▸ WORK TO COMPLETE
1. Name every person other than Clemens who appears in the passage about Clemens's early career and marriage.
2. Carry the passage about Clemens's early career and marriage further, starting after its final sentence.
** START PAGE **
During this period he met Artemus Ward and others who encouraged
his work, collaborated with Bret Harte in San Francisco, and wrote "The
Celebrated Jumping Frog" sketch (1865) which won him immediate
recognition. He increased his popularity with letters and lectures about his
trip to the Sandwich Islands, went east to lecture, published The Celebrated Jumping Frog of Calaveras County
and Other Sketches (1867), and made the tour of the Mediterranean and the
Holy Land that he describes in The
Innocents Abroad (1869), a humorous narrative that assured his position as a
leading author and shows his typical American irreverence for the classic and
the antique. In 1870 Clemens married Olivia Langdon, with whom he settled in
Hartford, Conn. The effect of this marriage upon his career has been
responsible for two divergent interpretations of his work. Mrs. Clemens
belonged to a genteel, conservative society, and it has been claimed (mainly by
Van Wyck Brooks) that the puritanical and materialistic surroundings into which
Clemens was thrust frustrated his potential creative force for fierce revolt
and satire. Others (principally Bernard De Voto) posit the idea that Clemens
began as a frontier humorist and storyteller, and that his later work shows the
unthwarted development of these essential talents.
** END PAGE **
** START ENTRIES SHOWN **
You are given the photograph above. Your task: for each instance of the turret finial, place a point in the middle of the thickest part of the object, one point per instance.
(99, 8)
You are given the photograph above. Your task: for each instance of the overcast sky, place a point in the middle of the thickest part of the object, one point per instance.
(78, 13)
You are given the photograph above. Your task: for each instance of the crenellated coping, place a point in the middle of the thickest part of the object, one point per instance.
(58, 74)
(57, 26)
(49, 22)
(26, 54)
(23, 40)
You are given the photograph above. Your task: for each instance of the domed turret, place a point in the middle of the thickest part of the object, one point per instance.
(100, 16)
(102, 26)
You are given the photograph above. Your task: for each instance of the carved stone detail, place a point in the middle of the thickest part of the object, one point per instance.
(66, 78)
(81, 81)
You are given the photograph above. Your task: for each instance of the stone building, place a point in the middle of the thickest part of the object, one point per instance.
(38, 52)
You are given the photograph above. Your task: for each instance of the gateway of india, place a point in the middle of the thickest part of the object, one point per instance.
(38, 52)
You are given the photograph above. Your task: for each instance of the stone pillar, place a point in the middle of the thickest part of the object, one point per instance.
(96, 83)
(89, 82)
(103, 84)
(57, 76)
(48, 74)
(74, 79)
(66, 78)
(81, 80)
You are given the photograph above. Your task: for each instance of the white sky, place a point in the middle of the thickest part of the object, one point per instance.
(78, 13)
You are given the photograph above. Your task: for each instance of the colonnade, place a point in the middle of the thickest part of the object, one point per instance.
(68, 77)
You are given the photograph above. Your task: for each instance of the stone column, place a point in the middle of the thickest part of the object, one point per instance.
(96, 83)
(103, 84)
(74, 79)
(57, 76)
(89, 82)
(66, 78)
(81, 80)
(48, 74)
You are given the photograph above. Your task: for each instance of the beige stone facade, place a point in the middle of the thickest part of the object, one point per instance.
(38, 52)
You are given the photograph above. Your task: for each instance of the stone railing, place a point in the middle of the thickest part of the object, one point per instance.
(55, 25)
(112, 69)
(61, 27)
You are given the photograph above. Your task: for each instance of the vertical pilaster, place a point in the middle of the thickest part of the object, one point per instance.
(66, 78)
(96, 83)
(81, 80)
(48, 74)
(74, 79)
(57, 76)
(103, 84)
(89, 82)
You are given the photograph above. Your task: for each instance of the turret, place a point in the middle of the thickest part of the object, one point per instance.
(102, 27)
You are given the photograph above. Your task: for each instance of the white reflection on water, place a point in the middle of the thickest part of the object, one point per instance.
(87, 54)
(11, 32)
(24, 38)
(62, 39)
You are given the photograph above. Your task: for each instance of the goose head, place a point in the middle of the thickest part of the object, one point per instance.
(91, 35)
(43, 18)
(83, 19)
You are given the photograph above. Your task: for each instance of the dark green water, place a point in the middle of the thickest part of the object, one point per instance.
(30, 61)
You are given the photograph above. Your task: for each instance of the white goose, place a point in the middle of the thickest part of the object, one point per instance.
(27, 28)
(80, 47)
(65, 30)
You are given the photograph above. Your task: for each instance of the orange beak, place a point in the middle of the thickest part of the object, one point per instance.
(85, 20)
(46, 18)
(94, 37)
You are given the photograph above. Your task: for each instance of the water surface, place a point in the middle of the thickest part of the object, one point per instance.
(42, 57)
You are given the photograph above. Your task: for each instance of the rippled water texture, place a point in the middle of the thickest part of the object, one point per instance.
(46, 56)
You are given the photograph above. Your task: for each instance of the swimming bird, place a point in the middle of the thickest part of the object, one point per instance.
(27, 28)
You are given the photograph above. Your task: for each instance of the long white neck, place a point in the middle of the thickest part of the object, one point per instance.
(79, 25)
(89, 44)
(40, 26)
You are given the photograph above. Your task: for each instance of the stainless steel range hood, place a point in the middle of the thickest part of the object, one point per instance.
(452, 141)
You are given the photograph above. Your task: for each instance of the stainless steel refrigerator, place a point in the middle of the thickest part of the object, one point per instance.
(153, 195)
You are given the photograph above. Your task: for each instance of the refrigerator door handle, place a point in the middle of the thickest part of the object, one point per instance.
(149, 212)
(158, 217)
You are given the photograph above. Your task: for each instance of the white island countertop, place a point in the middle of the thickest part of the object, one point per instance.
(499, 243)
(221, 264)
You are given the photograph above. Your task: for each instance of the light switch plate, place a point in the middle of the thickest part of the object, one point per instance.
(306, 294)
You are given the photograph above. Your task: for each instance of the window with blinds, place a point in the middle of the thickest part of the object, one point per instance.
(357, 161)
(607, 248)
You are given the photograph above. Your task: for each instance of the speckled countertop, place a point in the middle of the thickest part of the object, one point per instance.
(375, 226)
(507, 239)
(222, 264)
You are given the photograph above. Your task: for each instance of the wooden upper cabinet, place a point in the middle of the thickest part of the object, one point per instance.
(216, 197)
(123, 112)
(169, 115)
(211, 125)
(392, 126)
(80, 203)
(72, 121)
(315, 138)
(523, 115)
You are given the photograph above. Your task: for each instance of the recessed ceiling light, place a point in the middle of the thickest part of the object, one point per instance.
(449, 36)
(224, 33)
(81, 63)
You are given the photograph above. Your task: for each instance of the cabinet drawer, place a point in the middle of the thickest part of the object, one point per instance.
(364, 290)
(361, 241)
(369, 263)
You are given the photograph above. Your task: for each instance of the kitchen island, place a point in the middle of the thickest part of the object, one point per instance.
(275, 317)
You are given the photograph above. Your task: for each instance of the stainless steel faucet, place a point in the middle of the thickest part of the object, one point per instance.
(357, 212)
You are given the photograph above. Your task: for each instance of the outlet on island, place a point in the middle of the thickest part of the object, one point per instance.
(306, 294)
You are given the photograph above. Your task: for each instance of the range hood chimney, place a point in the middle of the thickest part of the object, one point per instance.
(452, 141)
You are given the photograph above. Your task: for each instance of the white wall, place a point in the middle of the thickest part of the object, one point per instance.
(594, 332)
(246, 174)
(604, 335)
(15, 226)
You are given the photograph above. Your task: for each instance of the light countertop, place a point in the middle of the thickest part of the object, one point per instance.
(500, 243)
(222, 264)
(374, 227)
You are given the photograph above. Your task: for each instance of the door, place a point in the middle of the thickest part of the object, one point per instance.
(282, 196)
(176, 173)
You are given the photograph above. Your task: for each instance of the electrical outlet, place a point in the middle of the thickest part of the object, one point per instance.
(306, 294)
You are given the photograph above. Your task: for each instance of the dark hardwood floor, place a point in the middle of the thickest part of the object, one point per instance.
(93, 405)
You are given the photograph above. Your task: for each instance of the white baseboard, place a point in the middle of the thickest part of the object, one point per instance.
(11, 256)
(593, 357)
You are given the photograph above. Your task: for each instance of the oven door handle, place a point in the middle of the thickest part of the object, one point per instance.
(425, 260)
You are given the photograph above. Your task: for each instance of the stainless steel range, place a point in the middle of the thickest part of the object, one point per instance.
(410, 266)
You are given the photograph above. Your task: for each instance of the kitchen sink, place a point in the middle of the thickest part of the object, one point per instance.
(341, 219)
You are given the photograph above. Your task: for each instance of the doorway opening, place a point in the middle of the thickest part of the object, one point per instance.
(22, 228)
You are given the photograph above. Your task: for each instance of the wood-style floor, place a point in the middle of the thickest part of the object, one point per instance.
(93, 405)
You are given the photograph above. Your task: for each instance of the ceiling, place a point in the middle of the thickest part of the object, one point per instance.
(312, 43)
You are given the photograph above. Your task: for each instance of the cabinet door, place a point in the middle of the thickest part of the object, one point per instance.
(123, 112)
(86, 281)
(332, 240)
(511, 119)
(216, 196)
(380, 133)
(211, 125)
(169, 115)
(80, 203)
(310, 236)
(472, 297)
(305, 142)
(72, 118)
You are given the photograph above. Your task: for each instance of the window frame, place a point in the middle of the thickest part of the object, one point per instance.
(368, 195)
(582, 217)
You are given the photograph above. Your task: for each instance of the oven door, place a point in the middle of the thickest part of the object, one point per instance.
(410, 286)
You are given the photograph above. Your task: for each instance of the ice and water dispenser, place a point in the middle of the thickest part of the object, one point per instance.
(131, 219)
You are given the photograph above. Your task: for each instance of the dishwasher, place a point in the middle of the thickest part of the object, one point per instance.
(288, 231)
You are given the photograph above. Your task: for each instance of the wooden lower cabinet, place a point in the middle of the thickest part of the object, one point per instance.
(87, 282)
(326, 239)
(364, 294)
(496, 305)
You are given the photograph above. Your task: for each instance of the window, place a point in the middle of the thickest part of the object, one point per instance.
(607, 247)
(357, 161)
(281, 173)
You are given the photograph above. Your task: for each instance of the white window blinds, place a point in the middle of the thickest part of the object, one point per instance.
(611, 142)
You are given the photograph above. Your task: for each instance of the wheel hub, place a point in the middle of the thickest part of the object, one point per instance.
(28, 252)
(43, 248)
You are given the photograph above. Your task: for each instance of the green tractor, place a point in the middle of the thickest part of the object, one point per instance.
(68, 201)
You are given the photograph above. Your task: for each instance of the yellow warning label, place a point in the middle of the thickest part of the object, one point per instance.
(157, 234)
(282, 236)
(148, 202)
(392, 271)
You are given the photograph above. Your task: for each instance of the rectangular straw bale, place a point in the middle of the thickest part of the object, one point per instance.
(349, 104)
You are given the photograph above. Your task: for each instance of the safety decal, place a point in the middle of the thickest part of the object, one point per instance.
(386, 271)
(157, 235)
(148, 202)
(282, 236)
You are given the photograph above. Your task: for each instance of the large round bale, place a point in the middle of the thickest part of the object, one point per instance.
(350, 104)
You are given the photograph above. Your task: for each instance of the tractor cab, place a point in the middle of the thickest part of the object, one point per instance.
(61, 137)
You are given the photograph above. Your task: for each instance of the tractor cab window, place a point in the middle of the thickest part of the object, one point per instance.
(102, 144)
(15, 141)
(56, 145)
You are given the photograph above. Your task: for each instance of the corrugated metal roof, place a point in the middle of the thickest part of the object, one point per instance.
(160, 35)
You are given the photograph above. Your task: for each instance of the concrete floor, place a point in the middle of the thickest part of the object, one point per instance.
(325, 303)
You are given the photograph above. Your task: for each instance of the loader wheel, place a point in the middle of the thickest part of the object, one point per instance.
** END ENTRIES SHOWN **
▸ ANSWERS FOR THE TASKS
1. Artemus Ward, Bret Harte, Olivia Langdon, Van Wyck Brooks, Bernard De Voto

2.
ln Roughing It
(1872) he continues the method of The
Innocents Abroad, seasoning the realistic account of adventure with
humorous exaggerations in his highly personal idiom. Next he collaborated with
C. D. Warner in The Gilded Age (1873),
a satirical novel of post-Civil War boom times that gave a name to the era. A Tramp Abroad (1880) is another travel
narrative, this time of a walking trip through the Black Forest and the Alps.
England during the reign of Edward VI is the scene of The Prince and the Pauper (1882), while A Connecticut Yankee in King Arthur's Court (1889) is a
realistic-satirical fantasy of Arthurian England. During this period, however,
Clemens was dealing with the background of his own early life in what are
generally considered the most significant of his characteristically American
works. In The Adventures of Tom Sawyer
(1876) he presents a nostalgic tale of boyish adventure in a Mississippi town
and the Valley, and in Life on the
Mississippi (1883) and Adventures of
Huckleberry Finn (1884) he celebrates the flowering of Mississippi Valley
frontier civilization, in terms of its own pungent tall talk and picaresque
adventure.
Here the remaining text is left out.